EXERCISE DETAILS »
Omitting all images, transcribe the entries word for word.

DATA FOR ANALYSIS »
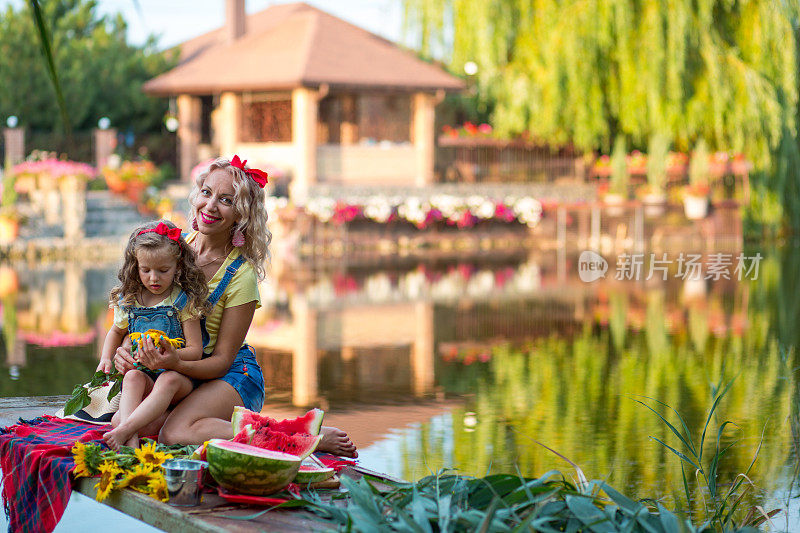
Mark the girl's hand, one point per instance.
(123, 360)
(156, 357)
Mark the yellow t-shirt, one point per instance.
(242, 289)
(121, 316)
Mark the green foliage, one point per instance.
(618, 183)
(502, 502)
(723, 500)
(585, 71)
(698, 164)
(657, 152)
(100, 74)
(80, 397)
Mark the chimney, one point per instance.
(234, 19)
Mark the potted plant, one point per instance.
(130, 178)
(695, 195)
(9, 218)
(617, 193)
(653, 193)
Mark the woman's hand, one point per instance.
(123, 360)
(158, 356)
(105, 366)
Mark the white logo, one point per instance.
(591, 266)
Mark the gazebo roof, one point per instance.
(297, 45)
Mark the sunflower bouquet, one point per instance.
(138, 469)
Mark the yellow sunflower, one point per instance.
(155, 335)
(137, 477)
(79, 455)
(148, 454)
(157, 487)
(108, 474)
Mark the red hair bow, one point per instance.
(258, 176)
(173, 234)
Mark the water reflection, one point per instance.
(519, 348)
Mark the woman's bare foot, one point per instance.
(336, 441)
(118, 437)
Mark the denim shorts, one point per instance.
(249, 385)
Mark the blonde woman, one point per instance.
(231, 243)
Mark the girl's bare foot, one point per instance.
(133, 442)
(336, 441)
(117, 437)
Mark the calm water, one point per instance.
(472, 365)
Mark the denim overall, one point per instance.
(163, 318)
(244, 375)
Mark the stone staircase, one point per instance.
(108, 214)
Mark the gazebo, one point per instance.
(296, 88)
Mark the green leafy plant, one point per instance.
(657, 153)
(722, 503)
(447, 501)
(80, 396)
(618, 183)
(699, 169)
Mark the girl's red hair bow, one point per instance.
(173, 234)
(258, 176)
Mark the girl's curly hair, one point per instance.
(188, 275)
(248, 201)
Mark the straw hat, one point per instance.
(99, 411)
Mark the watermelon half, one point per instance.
(312, 474)
(299, 444)
(248, 469)
(310, 423)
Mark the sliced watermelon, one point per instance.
(310, 423)
(300, 444)
(312, 474)
(250, 470)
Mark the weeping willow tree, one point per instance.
(584, 71)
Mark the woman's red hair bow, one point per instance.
(173, 234)
(258, 176)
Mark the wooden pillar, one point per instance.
(14, 139)
(305, 104)
(422, 135)
(188, 133)
(348, 131)
(105, 142)
(305, 354)
(230, 116)
(422, 349)
(74, 312)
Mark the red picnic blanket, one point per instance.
(36, 460)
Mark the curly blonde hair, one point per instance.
(248, 202)
(188, 276)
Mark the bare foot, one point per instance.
(336, 441)
(133, 442)
(117, 437)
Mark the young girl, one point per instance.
(163, 292)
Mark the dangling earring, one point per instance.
(238, 237)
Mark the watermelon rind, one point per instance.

REPLY »
Mark the girl's hand, one point per instance.
(123, 360)
(156, 357)
Mark the yellow t-shirt, one point per instance.
(242, 289)
(121, 316)
Mark the green foliage, one point per instance.
(618, 183)
(502, 502)
(723, 500)
(585, 71)
(698, 164)
(657, 152)
(100, 74)
(80, 397)
Mark the chimney, one point per instance.
(234, 19)
Mark the potted plant, one point per instance.
(130, 178)
(695, 195)
(9, 218)
(617, 193)
(653, 193)
Mark the woman's hand, one point per instance.
(123, 360)
(158, 356)
(105, 366)
Mark the white logo, one point per instance.
(591, 266)
Mark the gazebo roof, one point per instance.
(297, 45)
Mark the sunflower bouquet, one point per instance.
(138, 469)
Mark the yellow sunflower, one point per instance.
(155, 335)
(137, 477)
(79, 455)
(148, 454)
(157, 487)
(108, 474)
Mark the red hair bow, one point per instance.
(258, 176)
(173, 234)
Mark the water reflection, one point per instance.
(519, 348)
Mark the woman's bare foot, one point per instance.
(336, 441)
(118, 437)
Mark the denim shorts, one point per instance.
(249, 385)
Mark the blonde woman, one point per instance.
(231, 243)
Mark the girl's bare foot, one point per instance.
(133, 442)
(336, 441)
(117, 437)
Mark the calm water, one point per instance.
(472, 365)
Mark the denim overall, one point per instance.
(163, 318)
(244, 375)
Mark the stone staircase, one point per instance.
(108, 214)
Mark the gazebo, one point per instance.
(296, 88)
Mark the green leafy plant, one point per instance.
(657, 153)
(722, 503)
(447, 501)
(80, 396)
(618, 183)
(699, 169)
Mark the girl's red hair bow, one point per instance.
(173, 234)
(258, 176)
Mark the girl's curly hair, one point per instance.
(188, 275)
(248, 201)
Mark the straw hat, one point per instance.
(99, 411)
Mark the watermelon half, one point per instance.
(312, 474)
(299, 444)
(248, 469)
(310, 423)
Mark the sliced watermelon, one point per instance.
(310, 423)
(300, 444)
(312, 474)
(250, 470)
Mark the weeping willow tree, one point per instance.
(584, 71)
Mark the woman's red hair bow, one point per instance.
(173, 234)
(258, 176)
Mark the wooden pillar, one point per instance.
(14, 139)
(305, 104)
(422, 135)
(188, 133)
(348, 131)
(105, 142)
(305, 354)
(230, 116)
(422, 349)
(74, 312)
Mark the red picnic blanket, one point per instance.
(36, 460)
Mark the curly blonde hair, one point per instance.
(248, 202)
(188, 276)
Mark the bare foot, one point per instance.
(336, 441)
(133, 442)
(117, 437)
Mark the young girl, one point per instance.
(163, 292)
Mark the dangling earring, one point per instance.
(238, 237)
Mark the watermelon rind, one point per instance.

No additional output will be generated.